◆ Source text
*** Begin section ***
And there is something to be said for this. There is a joy that can only be born from sorrow, a light that needs an honest appraisal of darkness in order to shine its best, a life that can only emerge from the death of selfishness. This is part of Advent and I hope that you will find times and ways to recognize that, in your life and in our life together. But I also hope that you will not make it your primary Advent mode, for our Reformed tradition is not one of isolation and withdrawal, except as they prepare us for companionship and involvement with others.
*** End section ***
◆ Dataset excerpt
*** Begin section ***
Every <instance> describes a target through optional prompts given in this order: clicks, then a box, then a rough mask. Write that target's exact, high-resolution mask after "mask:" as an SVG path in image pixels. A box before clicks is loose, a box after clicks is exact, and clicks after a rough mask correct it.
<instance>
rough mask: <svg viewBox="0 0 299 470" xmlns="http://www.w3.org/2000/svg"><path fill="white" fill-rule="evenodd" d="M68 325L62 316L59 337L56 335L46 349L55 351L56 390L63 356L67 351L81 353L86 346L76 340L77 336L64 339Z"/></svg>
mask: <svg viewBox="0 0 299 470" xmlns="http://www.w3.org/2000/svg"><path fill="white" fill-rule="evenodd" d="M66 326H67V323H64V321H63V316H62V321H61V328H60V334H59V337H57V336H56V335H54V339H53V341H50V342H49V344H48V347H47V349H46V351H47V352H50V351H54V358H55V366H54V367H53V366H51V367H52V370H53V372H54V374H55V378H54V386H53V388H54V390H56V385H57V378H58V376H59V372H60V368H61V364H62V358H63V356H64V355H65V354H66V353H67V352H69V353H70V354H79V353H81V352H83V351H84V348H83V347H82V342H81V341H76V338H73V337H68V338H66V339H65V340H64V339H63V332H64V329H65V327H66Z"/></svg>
*** End section ***
◆ Activity list
1 - Rewrite the paragraph of the Advent passage that begins "And there is something to be said for this" as a short bulleted list that keeps its main points.
2 - According to the Advent passage, why does the speaker hope listeners will not make this their primary Advent mode? Answer in one to three sentences.
3 - Continue the Advent passage from its last sentence.

◆ Answers by item number
1 -
- There is merit in this.
- Some joy comes only from sorrow, some light shines best only after an honest look at darkness, and some life emerges only from the death of selfishness.
- This is part of Advent, and the speaker hopes listeners will recognize it in their own lives and in their life together.
- It should not be the primary Advent mode. The Reformed tradition is not one of isolation and withdrawal, except as these prepare people for companionship and involvement with others.

2 - The Reformed tradition is not one of isolation and withdrawal. It accepts them only insofar as they prepare people for companionship and involvement with others.

3 -
And in truth, that companionship and involvement is not limited to the Reformed tradition. This passage from Father Andrew Greeley, who is a Roman Catholic priest, journalist, novelist and a gifted articulator of what it means to be a Christian in America, has been helpful to me in this:
“It might be easy to run away to a monastery, away from the commercialization, the hectic hustle, the demanding family responsibilities of Christmas-time. Then we would have a holy Christmas. But we would forget the lesson of the Incarnation, of the enfleshing of God—the lesson that we who are followers of Jesus do not run from the secular; rather we try to transform it. It is our mission to make holy the secular aspects of Christmas, just as the early Christians baptized the Christmas tree. And we do this by being holy people—kind, patient, generous, loving, laughing people—no matter how maddening is the Christmas rush…”
I wish for you, and for myself, that sort of Advent in 2008, one that sees God in Bethlehem, but also in Whoville, Bedford Falls and Clover Hill.